◆ Voci dei dati

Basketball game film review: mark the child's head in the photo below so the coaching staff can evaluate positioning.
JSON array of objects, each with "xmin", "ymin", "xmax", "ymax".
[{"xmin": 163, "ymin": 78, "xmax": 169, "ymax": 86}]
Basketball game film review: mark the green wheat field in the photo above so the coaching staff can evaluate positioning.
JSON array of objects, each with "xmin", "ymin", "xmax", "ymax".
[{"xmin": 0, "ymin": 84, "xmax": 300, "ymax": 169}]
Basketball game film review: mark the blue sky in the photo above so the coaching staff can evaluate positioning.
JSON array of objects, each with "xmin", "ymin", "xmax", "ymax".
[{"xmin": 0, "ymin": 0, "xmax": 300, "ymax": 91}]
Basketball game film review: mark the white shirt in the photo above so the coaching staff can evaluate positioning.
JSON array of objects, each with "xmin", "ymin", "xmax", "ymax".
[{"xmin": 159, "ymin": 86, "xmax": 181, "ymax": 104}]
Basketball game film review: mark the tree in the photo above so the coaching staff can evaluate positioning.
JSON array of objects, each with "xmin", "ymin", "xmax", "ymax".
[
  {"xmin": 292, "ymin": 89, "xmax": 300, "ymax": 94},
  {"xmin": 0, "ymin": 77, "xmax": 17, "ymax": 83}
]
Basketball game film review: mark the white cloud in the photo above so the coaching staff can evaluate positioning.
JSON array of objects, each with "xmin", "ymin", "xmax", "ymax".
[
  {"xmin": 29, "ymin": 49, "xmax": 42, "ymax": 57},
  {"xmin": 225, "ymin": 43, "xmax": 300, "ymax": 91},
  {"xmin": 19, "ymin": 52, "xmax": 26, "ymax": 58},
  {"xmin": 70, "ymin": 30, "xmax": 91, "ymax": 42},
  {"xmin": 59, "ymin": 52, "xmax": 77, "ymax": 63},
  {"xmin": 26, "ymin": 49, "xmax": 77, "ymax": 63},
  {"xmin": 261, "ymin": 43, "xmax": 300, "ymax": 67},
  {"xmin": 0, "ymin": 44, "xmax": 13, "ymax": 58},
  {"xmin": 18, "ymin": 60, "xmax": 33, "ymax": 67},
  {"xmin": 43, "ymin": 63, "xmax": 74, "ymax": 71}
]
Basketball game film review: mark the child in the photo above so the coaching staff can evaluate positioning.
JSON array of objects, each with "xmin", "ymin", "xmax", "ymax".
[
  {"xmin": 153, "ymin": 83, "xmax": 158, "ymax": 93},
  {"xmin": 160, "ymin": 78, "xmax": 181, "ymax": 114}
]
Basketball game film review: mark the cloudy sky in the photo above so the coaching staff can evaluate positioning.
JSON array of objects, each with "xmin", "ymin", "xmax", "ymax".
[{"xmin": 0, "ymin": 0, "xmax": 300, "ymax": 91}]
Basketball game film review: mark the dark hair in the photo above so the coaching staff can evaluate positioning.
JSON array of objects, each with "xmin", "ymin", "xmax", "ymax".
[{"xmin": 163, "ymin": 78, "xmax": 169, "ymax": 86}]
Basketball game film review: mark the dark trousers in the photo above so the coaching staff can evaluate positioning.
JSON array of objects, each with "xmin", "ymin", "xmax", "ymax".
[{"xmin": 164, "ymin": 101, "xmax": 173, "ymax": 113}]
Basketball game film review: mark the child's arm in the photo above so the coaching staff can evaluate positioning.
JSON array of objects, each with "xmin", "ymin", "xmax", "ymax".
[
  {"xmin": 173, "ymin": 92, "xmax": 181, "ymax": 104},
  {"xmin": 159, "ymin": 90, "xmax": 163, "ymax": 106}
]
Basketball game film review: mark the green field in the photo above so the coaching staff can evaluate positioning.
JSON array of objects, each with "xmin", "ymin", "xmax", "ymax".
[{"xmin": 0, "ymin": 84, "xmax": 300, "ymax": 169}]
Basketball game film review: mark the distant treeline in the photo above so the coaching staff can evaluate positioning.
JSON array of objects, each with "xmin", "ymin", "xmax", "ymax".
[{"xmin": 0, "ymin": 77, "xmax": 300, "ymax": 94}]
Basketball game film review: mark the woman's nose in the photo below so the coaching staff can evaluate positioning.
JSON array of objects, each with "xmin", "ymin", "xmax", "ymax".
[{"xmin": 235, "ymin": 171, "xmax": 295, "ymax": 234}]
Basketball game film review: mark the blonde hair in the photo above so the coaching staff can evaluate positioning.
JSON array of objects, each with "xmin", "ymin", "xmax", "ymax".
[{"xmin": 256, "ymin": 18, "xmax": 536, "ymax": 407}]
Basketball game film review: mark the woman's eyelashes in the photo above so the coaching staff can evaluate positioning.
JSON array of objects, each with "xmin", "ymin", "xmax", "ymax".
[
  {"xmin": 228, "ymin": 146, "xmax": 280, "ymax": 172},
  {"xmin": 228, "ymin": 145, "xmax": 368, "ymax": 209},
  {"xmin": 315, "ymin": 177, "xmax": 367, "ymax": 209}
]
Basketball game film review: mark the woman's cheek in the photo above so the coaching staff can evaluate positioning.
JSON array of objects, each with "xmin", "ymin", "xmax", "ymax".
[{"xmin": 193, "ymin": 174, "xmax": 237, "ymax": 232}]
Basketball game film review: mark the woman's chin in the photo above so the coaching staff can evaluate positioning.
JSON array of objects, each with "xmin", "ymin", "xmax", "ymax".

◆ Istruzioni dell'esercizio
Filtra le voci qui sopra e trascrivi soltanto le righe in cui compare la parola "field".

◆ Risposta qui sotto
Basketball game film review: mark the green wheat field in the photo above so the coaching staff can evaluate positioning.
Basketball game film review: mark the green field in the photo above so the coaching staff can evaluate positioning.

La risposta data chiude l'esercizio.